• _Referring expression pointing data_:

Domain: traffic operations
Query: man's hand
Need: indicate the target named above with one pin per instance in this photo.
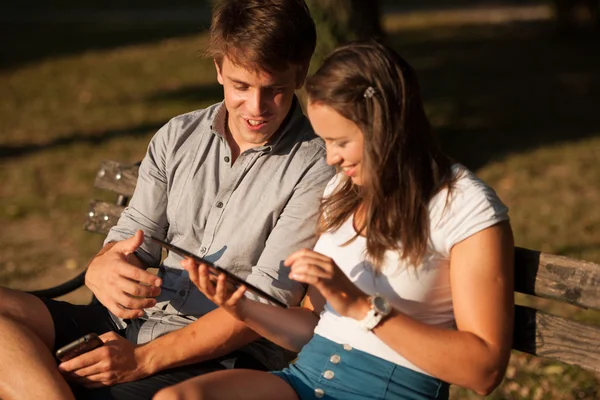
(118, 283)
(118, 361)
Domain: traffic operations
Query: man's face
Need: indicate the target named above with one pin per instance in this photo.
(257, 101)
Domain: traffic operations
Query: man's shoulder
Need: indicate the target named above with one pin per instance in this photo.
(304, 137)
(203, 116)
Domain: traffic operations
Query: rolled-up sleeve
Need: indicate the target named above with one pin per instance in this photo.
(147, 208)
(295, 229)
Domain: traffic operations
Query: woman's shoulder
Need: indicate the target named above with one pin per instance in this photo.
(467, 206)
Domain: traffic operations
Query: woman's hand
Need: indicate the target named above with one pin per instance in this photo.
(315, 269)
(216, 289)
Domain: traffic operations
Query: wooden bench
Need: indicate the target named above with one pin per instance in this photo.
(537, 274)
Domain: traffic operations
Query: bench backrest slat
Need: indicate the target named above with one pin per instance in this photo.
(565, 340)
(117, 177)
(102, 216)
(538, 274)
(556, 277)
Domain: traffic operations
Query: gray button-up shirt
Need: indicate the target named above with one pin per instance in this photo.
(246, 217)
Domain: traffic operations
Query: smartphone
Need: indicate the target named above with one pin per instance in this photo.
(82, 345)
(215, 270)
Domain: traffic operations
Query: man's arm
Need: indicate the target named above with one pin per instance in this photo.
(119, 280)
(213, 335)
(295, 229)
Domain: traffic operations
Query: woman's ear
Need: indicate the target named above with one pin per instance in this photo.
(301, 72)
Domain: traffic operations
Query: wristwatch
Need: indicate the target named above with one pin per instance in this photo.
(380, 308)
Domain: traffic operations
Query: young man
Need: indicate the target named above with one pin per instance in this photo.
(238, 183)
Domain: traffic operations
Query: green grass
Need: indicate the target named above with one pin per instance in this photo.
(514, 102)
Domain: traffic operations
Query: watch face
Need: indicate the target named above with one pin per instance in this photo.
(380, 304)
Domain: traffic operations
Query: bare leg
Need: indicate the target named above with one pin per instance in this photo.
(243, 384)
(28, 368)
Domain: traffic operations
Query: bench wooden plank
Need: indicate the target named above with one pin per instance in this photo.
(558, 338)
(560, 278)
(102, 216)
(117, 177)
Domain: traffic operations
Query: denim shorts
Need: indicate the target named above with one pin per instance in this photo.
(328, 370)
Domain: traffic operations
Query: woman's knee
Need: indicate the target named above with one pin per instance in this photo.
(181, 391)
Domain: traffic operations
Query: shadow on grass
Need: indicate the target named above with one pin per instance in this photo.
(35, 41)
(191, 94)
(7, 152)
(494, 90)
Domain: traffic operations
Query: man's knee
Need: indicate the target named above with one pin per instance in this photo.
(169, 393)
(182, 391)
(28, 310)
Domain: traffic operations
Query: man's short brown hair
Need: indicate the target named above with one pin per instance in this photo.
(262, 34)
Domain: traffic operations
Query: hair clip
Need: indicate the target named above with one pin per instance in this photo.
(369, 92)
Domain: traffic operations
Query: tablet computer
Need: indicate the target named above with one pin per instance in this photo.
(216, 270)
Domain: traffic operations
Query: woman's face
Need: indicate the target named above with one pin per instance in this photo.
(343, 139)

• _Task to carry out_: Print nothing but the lines from the line with "Query: woman's face" to the last line of the records above. Both of those lines count.

• _Output for this exercise_:
Query: woman's face
Need: indicate the target named above with one pin per instance in this photo.
(343, 139)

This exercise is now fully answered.